= Task details =
According to the passage on studying Biochemistry below, how long is the fourth-year research project?

[Passage provided]

Why study Biochemistry?
Biochemistry is the study of the molecules of life, e.g. DNA and proteins. The subject examines what they look like, where they belong, how they interact with each other, and provides the foundation for most of the biological and medical sciences. It encompasses the new developments in genetic engineering, genomics and molecular biology and now the new fields of systems and synthetic biology. We admit two students each year.
The first year provides lectures in several areas of science which are essential for the understanding of Biochemistry in general including Organic Chemistry, Biophysical Chemistry, Maths and Stats, Biological Chemistry and Molecular and Cellular Biochemistry. Labs and practical classes are also run by the Department.
The first year students are taught by the Biochemistry tutor Dr. Vakonakis and by colleagues from Organic Chemistry. In the second and third year Lincoln biochemistry undergraduates can expect to be taught by a range of different members of the university, with each giving tutorials in their own special area of research interest.
In the fourth year, students carry out a 20 week research project based either at the Biochemistry Department or with related departments across the university medical and life sciences, providing a wide range of projects to choose from. There is also the opportunity to carry out a project in selected European universities, under the ERASMUS exchange scheme and an exchange link with Princeton University, in the USA, is also established.
We require a good background in chemistry. Biology and maths are both useful. However, neither is obligatory, as the first year course is designed to let students catch up in these areas. We will also consider seriously applications from students with a mixed science/arts background.

[/Passage provided]
[Recorded information]

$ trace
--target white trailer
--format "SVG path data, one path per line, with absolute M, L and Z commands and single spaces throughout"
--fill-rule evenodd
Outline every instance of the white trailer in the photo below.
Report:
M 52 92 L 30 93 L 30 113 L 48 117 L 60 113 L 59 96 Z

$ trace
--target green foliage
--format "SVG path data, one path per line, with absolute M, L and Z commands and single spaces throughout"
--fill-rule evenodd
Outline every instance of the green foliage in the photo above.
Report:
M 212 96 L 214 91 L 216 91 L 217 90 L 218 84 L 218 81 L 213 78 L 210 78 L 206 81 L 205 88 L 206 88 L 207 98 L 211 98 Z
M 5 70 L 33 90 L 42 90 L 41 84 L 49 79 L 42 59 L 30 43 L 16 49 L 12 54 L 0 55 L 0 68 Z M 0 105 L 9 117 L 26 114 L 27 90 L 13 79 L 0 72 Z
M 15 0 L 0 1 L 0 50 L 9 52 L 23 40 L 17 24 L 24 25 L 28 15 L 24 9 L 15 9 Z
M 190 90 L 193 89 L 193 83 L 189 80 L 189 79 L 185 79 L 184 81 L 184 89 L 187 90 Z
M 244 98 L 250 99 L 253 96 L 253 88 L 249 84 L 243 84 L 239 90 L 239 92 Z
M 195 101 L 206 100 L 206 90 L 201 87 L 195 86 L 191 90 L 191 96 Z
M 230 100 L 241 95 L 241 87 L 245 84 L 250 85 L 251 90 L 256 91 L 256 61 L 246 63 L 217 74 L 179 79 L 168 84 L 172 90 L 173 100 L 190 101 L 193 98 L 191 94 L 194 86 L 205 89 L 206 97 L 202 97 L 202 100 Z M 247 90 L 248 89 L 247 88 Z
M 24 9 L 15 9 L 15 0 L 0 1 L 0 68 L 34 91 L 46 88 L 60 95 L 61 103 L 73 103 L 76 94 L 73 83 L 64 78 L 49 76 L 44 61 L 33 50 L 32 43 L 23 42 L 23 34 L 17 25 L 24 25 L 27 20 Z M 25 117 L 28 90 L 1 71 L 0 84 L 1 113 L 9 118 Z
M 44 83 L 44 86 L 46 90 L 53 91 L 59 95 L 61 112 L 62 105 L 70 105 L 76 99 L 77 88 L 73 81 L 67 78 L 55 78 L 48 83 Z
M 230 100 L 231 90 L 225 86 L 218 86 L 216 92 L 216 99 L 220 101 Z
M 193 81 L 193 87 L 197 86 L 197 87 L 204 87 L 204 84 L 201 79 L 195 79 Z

[/Recorded information]

= Reply =
20 weeks